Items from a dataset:
○ ○ ○

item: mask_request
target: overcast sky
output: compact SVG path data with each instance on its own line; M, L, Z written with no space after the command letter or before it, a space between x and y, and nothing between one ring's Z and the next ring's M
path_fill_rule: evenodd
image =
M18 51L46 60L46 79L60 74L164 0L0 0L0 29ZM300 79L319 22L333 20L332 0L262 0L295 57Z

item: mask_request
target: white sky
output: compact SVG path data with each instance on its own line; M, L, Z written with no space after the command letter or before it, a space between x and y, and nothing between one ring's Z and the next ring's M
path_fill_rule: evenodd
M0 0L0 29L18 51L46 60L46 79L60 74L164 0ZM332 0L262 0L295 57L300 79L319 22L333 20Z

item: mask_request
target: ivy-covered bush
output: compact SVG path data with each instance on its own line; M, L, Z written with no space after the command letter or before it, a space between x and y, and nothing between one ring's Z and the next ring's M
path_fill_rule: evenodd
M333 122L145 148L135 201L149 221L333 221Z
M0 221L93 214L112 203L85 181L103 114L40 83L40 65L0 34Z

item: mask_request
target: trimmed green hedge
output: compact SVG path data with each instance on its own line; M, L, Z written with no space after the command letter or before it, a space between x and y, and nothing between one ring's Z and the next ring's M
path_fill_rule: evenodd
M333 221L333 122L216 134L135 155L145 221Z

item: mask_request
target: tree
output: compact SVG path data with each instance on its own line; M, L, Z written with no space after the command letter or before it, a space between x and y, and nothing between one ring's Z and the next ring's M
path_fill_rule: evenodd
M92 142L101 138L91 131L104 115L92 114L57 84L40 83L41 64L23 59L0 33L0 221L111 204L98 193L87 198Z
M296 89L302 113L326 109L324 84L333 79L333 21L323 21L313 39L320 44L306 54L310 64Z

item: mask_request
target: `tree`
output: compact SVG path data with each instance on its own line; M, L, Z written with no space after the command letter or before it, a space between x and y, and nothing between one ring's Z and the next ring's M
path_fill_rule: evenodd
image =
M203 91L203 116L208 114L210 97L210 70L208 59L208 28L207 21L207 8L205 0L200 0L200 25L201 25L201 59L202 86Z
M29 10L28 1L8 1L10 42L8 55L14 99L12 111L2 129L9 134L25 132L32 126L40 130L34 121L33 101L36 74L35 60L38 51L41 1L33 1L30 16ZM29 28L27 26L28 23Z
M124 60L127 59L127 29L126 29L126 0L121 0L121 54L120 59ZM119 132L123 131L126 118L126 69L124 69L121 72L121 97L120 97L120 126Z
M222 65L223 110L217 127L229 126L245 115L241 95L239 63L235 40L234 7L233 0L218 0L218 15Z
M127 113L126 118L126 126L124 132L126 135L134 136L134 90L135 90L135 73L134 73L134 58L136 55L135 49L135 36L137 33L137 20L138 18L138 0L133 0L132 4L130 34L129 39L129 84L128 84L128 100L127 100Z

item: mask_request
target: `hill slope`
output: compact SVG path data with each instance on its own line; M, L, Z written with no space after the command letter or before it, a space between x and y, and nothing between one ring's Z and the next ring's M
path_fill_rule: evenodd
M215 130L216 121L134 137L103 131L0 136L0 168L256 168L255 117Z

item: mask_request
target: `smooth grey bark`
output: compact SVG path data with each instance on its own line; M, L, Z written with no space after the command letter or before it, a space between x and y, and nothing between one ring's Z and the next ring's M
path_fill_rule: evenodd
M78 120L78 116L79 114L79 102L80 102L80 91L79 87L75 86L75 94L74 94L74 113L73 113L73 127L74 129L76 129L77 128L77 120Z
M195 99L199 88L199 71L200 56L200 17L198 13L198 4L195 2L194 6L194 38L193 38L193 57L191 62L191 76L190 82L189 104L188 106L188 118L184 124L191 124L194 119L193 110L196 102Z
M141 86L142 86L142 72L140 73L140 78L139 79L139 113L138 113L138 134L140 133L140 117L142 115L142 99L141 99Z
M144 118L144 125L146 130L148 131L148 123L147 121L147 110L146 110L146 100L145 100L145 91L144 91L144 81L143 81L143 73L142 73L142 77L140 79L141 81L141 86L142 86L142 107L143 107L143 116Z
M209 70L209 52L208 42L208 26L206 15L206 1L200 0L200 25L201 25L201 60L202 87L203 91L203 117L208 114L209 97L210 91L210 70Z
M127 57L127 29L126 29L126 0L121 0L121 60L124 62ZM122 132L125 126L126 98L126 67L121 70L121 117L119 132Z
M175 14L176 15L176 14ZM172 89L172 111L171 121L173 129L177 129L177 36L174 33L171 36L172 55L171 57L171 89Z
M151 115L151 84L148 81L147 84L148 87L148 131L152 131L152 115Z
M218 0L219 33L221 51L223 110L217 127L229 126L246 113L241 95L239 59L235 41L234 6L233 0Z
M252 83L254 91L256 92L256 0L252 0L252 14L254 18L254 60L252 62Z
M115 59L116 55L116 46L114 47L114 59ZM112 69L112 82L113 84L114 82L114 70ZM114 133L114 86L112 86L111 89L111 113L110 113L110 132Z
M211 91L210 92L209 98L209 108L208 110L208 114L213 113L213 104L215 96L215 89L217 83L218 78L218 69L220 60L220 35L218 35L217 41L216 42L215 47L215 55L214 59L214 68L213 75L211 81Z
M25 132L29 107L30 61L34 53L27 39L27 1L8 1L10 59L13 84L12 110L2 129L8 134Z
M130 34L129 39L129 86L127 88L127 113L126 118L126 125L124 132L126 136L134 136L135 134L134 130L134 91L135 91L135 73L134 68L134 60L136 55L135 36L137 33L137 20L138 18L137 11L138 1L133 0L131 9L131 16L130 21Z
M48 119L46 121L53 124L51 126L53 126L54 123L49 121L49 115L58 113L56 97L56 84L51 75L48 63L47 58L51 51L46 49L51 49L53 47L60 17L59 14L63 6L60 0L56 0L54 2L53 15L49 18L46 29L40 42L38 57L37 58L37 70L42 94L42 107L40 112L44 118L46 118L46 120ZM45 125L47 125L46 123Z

○ ○ ○

Stated exercise: Rewrite all of the items above, substituting "nonzero" for every occurrence of "evenodd" and leaving everything else unchanged.

Result of the task:
item: mask_request
target: overcast sky
output: compact SVG path data with each instance on its own line; M, L, Z written with no space after the command letter or before it, a space between x and y, and nothing between one ring's Z and the next ring's M
path_fill_rule: nonzero
image =
M18 51L46 60L46 79L60 74L164 0L0 0L0 29ZM300 79L319 22L333 20L332 0L262 0L295 57Z

item: mask_request
target: white sky
output: compact SVG path data with each instance on its own line; M, L, Z written with no space after the command letter or before it, a space between x and y, and nothing between one ring's Z and the next ring's M
path_fill_rule: nonzero
M0 0L0 29L18 51L46 60L46 79L60 74L164 0ZM332 0L262 0L295 57L300 79L319 22L333 20Z

item: mask_request
target: ivy-covered bush
output: compact SVG path data with each instance on its own line; M, L, Z written with no space after the command letter or before it, a space between x and y, and nothing between one ring's Z and the next ring's M
path_fill_rule: nonzero
M333 122L145 148L135 201L149 221L333 221Z
M0 221L93 214L112 203L85 181L103 114L40 83L40 65L0 34Z

item: mask_request
target: trimmed green hedge
output: compact SVG path data with each instance on its own line; M, L, Z written with no space after the command letter or before it, a space between x and y, and nothing between one ring's Z and the next ring's M
path_fill_rule: nonzero
M333 221L333 122L216 134L135 155L145 221Z

item: mask_request
target: tree
output: compact SVG path data with each instance on its own line; M, L, Z written with no space after the command letter or before it, a space between x and y, and nothing between one ring's Z and the next ring's M
path_fill_rule: nonzero
M92 142L101 138L91 131L104 115L92 114L57 84L40 83L41 64L23 59L0 33L0 221L111 204L98 193L87 198Z
M296 89L302 113L326 109L324 84L333 79L333 21L323 21L313 39L320 44L306 54L310 64Z

item: mask_request
target: `tree`
output: compact SVG path data with each instance on its own line; M, L, Z written with no space after the command letter or before it, a space between x and y, and nothing between one ring's Z and the next ring's M
path_fill_rule: nonzero
image =
M203 91L203 116L208 114L210 97L210 70L208 59L208 28L207 21L207 8L205 0L200 0L200 25L201 25L201 59L202 86Z
M29 10L28 1L8 1L10 42L8 55L14 99L12 111L2 129L9 134L25 132L32 126L40 130L34 121L33 101L36 74L35 60L38 51L41 1L33 1L30 16ZM29 28L27 26L28 23Z
M124 60L127 59L127 29L126 29L126 0L121 0L121 54L120 59ZM119 132L123 131L126 118L126 69L124 69L121 72L121 97L120 97L120 126Z
M222 65L223 110L217 127L229 126L245 115L241 95L239 63L235 40L234 7L233 0L218 0L218 15Z
M127 113L126 118L126 126L124 132L126 135L134 136L134 90L135 90L135 73L134 73L134 58L136 55L135 49L135 36L137 33L137 20L138 18L138 0L133 0L132 4L130 34L129 39L129 84L128 84L128 100L127 100Z

item: mask_request
target: `hill slope`
output: compact SVG path data with each instance on its own line; M, L, Z written with no space after the command letter or before it, a space between x and y, and nothing between one ring's Z and the next ring's M
path_fill_rule: nonzero
M215 130L216 121L134 137L103 131L0 136L0 168L256 168L255 117Z

item: mask_request
target: `smooth grey bark`
output: compact SVG path data with each instance on its own line; M, L, Z written with no space after the command letter or before it, a space between x and y, and nothing between one ring's Z and the next ring's M
path_fill_rule: nonzero
M78 120L78 116L79 114L79 102L80 102L80 91L79 87L75 86L75 94L74 94L74 113L73 113L73 127L74 129L76 129L77 128L77 120Z
M195 99L199 88L199 71L200 56L200 17L198 13L198 4L195 2L194 6L194 38L193 38L193 57L191 62L191 76L190 82L189 104L188 106L188 118L184 124L191 124L194 119L193 110L196 102Z
M141 86L142 86L142 72L140 73L140 78L139 79L139 113L138 113L138 134L140 133L140 117L142 115L142 99L141 99Z
M144 118L144 125L146 130L148 131L148 123L147 121L147 110L146 110L146 100L145 100L145 91L144 91L144 81L143 81L143 73L142 73L142 77L140 79L141 81L141 86L142 86L142 107L143 107L143 116Z
M209 70L209 52L208 42L208 26L206 15L206 1L200 0L200 25L201 25L201 60L202 87L203 91L203 117L208 114L209 97L210 91L210 70Z
M127 57L127 29L126 29L126 0L121 0L121 60L124 62ZM122 132L125 126L126 98L126 67L121 70L121 117L119 132Z
M175 14L176 15L176 14ZM172 89L172 111L171 121L173 129L177 129L177 36L174 33L171 36L172 55L171 57L171 89Z
M151 115L151 84L148 81L147 84L148 87L148 131L152 131L152 115Z
M218 0L219 33L221 51L223 110L217 127L229 126L246 113L241 95L239 59L235 41L234 6L233 0Z
M252 83L254 91L256 92L256 0L252 0L252 14L254 18L254 60L252 62Z
M115 59L116 55L116 46L114 47L114 59ZM112 69L112 82L113 84L114 82L114 70ZM114 133L114 86L112 86L111 89L111 113L110 113L110 132Z
M211 91L210 92L209 98L209 108L208 110L208 114L213 113L213 104L215 96L215 89L217 83L218 78L218 69L220 60L220 35L218 35L217 41L216 42L215 47L215 55L214 59L214 68L213 75L211 81Z
M25 132L29 107L30 61L34 53L27 39L27 1L8 1L10 59L13 84L12 110L2 129L8 134Z
M130 34L129 39L129 86L127 88L127 113L126 118L126 125L124 132L126 136L134 136L135 134L134 130L134 91L135 91L135 73L134 68L134 60L136 55L135 36L137 33L137 20L138 18L137 11L138 1L133 0L131 9L131 16L130 21Z
M48 119L46 121L53 124L51 126L53 126L54 123L49 121L49 115L58 113L56 97L56 84L51 75L48 63L47 58L51 51L46 49L51 49L53 47L60 17L59 14L63 6L60 0L56 0L54 2L53 15L49 18L46 29L40 42L38 57L37 58L37 70L42 94L42 107L40 112L44 118L46 118L46 120ZM45 125L47 125L46 123Z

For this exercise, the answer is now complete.